=== EXTRAIT DU TEXTE ===

┏━━

# Piloter son pc Windows depuis son mac



## AppleSpirit (24 Septembre 2016)

Bonjour,

J'ai deux machines, un pc Windows 10 avec trois moniteurs et un macbook air 11.6" avec Sierra.

Mon objectif est de pouvoir travailler principalement sur mon mac mais de quand même pouvoir lancer des logiciels, déplacer des fenêtres, écrire, travailler sur mes trois moniteurs pc tout en ne touchant qu'au clavier de mon mac et à la souris de mon mac.

Teamviewer le fait presque, mais ce qui me gêne c'est qu'il affiche inutilement sur l'écran de mon mac ce qui est déjà affiché sur mes trois moniteurs.

Existe-t-il une application, méthode me permettant de parvenir à mes fins ?

Merci pour votre aide.


----------



## kaos (24 Septembre 2016)

Hello,

J'ai moi aussi 1 ou 2 Pc et j'ai aussi besoin de les piloter a partir de mon Mac.
J'utilise tout simplement "connexion de bureau a distance" https://www.microsoft.com/fr-fr/download/details.aspx?id=18140



C'est simple et puissant, tu te retrouve avec une fenetre (plein ecran ou pas) de ton Window, tu peux aussi choiri que les son window soient jouer sur le Mac et bien sur régler la qualité/résolution d'affichage.


Tu indique l'add IP de ton Pc / sur le Pc tu autorise la session a distance et c'est tout ...


ça donne ça








On fait pas mieux


----------



## AppleSpirit (24 Septembre 2016)

Pardon Kaos mais tu n'as pas compris ma demande. Je NE VEUX PAS que mon windows apparaisse sur l'écran de mon mac, il doit continuer à n'apparaître que sur mes moniteurs pc


----------



## kaos (24 Septembre 2016)

AppleSpirit a dit:


> Bonjour,
> J'ai deux machines, un pc Windows 10 avec trois moniteurs et un macbook air 11.6" avec Sierra.
> 
> Mon objectif est de pouvoir travailler principalement sur mon mac mais de quand même pouvoir lancer des logiciels, déplacer des fenêtres, écrire, travailler sur mes trois moniteurs pc tout en ne touchant qu'au clavier de mon mac et à la souris de mon mac.




Effectivement  pardon, j'avoue que je comprends pas bien ta description , tes écrans sont branchés sur quoi ? ton Pc ou ton Mac ?


Tu voudrait pas un Système de switch KVM par hasard ?
Un câblage permettant d'avoir 1 clavier et 1 souris pour 2 ordinateurs ?
Dans ce cas c'est le KVM Beklin qu'il te faut car tous ne font pas Pc/Mac.


----------



## AppleSpirit (24 Septembre 2016)

Les trois écrans sont branchés sur mon PC.

Avec le Belkin il est possible d'utiliser le clavier de mon macbook air ? Car c'est réellement le but final ça : utilise le clavier de mon macbook air pour commander les 4 écrans à la fois, à savoir l'écran de mon macbook air et les trois écrans de mon pc.

┗━━

=== CONSIGNES DE TRAVAIL ===
**a.** Répondez brièvement à ces questions sur la discussion consacrée au pilotage d'un PC depuis un Mac :
(i) Quel système tourne sur le MacBook Air ?
(ii) Quel logiciel fait « presque » ce que veut AppleSpirit ?
(iii) Sur quel ordinateur les trois écrans sont-ils branchés ?
**b.** Recopiez, dans la discussion sur le pilotage d'un PC depuis un Mac, le passage qui va de « Les trois écrans sont » jusqu'à « écrans de mon pc. ».
**c.** Prolongez la discussion sur le pilotage d'un PC depuis un Mac en reprenant juste après son dernier message.

=== RELEVÉ ===

┏━━

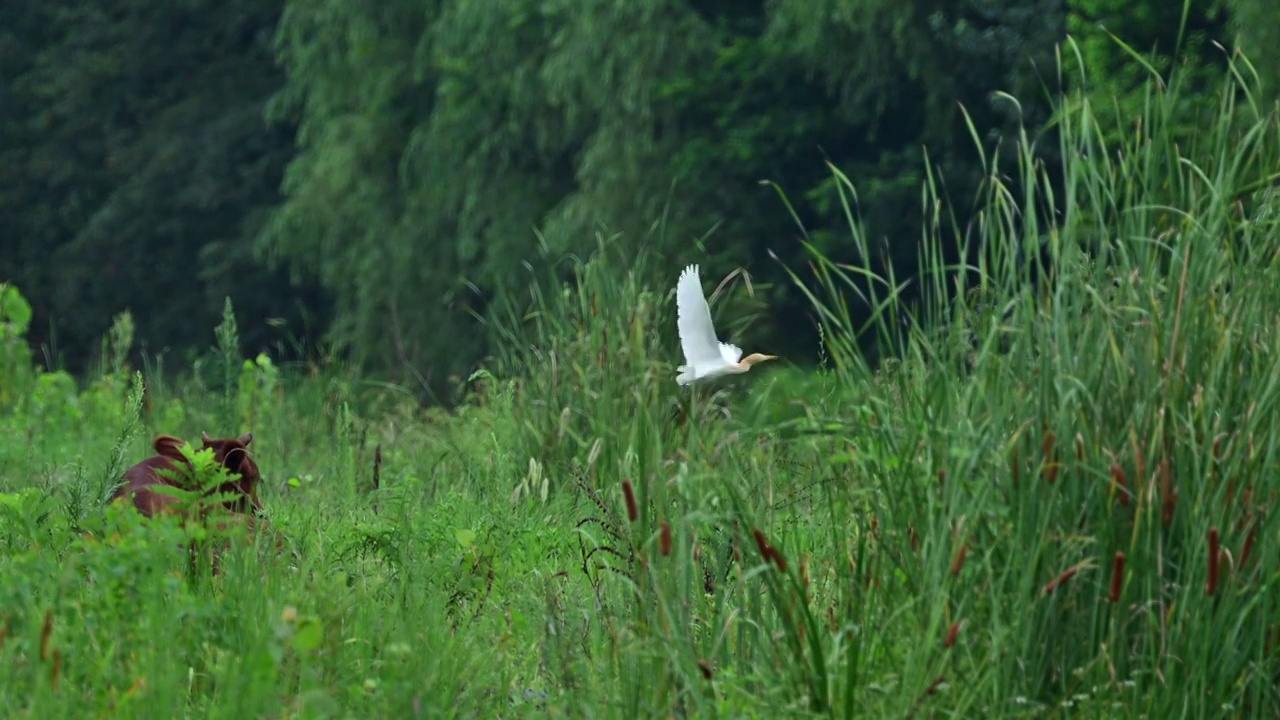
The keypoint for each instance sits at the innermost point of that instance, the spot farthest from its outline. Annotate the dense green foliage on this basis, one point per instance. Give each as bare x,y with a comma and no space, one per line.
371,178
1056,500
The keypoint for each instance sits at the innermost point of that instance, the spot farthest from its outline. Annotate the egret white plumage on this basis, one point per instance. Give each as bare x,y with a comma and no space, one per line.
705,356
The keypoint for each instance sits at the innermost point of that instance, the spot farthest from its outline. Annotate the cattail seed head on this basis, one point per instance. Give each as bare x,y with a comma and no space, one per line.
56,670
951,634
1168,495
1050,458
629,493
46,629
958,561
1211,586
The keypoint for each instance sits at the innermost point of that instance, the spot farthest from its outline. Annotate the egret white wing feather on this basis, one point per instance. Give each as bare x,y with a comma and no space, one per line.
731,352
694,320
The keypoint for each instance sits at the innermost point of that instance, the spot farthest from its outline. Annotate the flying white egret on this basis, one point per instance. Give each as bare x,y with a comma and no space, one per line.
705,356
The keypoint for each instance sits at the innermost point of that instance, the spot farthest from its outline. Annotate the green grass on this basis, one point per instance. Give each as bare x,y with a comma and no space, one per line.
936,538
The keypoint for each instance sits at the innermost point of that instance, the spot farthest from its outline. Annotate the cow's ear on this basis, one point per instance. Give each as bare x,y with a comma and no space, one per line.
167,446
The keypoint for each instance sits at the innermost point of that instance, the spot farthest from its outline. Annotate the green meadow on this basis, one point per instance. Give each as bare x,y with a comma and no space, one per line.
1054,499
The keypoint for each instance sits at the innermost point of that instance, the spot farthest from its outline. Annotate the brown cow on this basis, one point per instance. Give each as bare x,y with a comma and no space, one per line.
232,454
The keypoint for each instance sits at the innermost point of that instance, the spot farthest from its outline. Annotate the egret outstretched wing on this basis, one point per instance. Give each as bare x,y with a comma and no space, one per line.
694,320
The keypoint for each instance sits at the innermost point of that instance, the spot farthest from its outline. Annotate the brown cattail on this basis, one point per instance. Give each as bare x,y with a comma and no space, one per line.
1212,561
1063,578
45,632
1139,468
958,561
1050,458
1121,488
629,493
1168,496
1116,578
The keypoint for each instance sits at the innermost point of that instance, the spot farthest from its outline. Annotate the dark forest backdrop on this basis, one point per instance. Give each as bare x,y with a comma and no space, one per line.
364,176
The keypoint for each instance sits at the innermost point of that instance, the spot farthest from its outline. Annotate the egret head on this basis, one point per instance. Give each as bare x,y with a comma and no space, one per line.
755,358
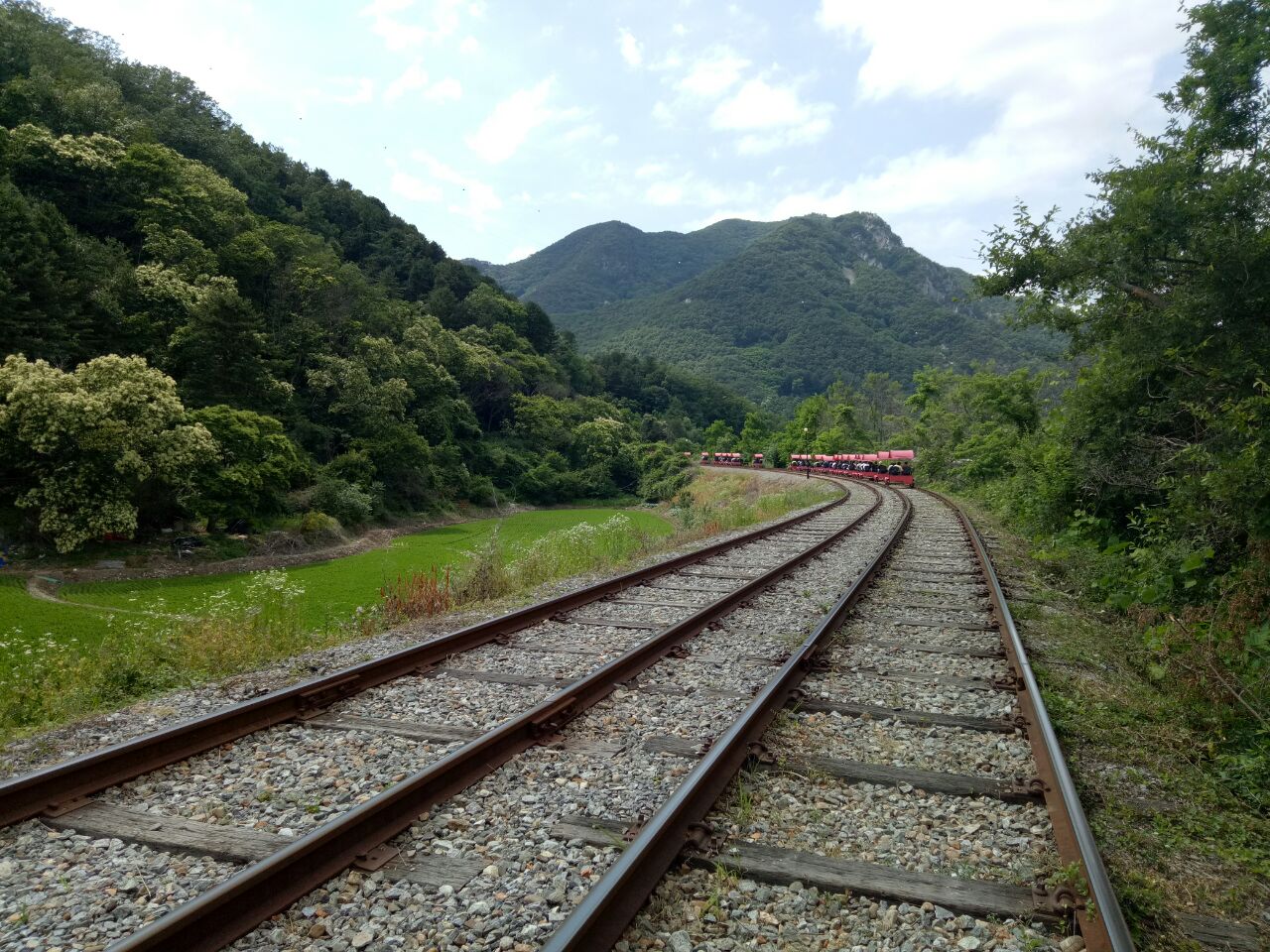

┗━━

=== RÉPONSES ATTENDUES ===
**a.**
(i) Sierra
(ii) Teamviewer
(iii) Sur le PC

**b.**
Les trois écrans sont branchés sur mon PC.

Avec le Belkin il est possible d'utiliser le clavier de mon macbook air ? Car c'est réellement le but final ça : utilise le clavier de mon macbook air pour commander les 4 écrans à la fois, à savoir l'écran de mon macbook air et les trois écrans de mon pc.

**c.**
----------



## kaos (24 Septembre 2016)

Mais quand tu dis commander les 3 écran Pc, tu veux afficher quoi dessus ? le Mac ?

Y'a longtemps j'ai utilisé un logiciel réseau permettant d'utiliser l'écran d'une machine sur le réseau pour y afficher son Mac peut être est ce plus proche de ce que tu veux ?

Il y a certainement des solution Hardware (genre de boitier) te permettant de faire du bureau étendu (une seule image sur 3 écrans) , ajoute à ça un Switch vidéo pour passer du Mac au Pc et voilà. Un peu comme une carte graphique externe en somme.
A mon avis ça ça doit couter un bras. 

Mais je ne connais pas le nom de ce type de matériel.


----------



## AppleSpirit (24 Septembre 2016)

Non, je ne veux pas afficher le mac sur mes trois écrans. Mes trois écrans continuent à tourner sous windows 10 et mon macbook continuer à tourner sous osx. JE N'AI PAS ASSEZ DE PLACE SUR MON BUREAU pour avoir DEUX CLAVIERS EN MÊME TEMPS. Je veux pouvoir TOUT PILOTER EN MÊME TEMPS AVEC LE CLAVIER DE MON MAC.


----------



## kaos (25 Septembre 2016)

OUAIS OK J'AI COMPRIS ! MAIS TU DEMANDE DANS UN FORUM RESEAU "PILOTER SON PC DEPUIS SON MAC"
Tu comprends que ça prête a confusion.

Je n'ai jamais entendu parler d'une telle utilisation, mais je suis loin de tout connaitre, attendons de voir d'autres éventuelles propositions.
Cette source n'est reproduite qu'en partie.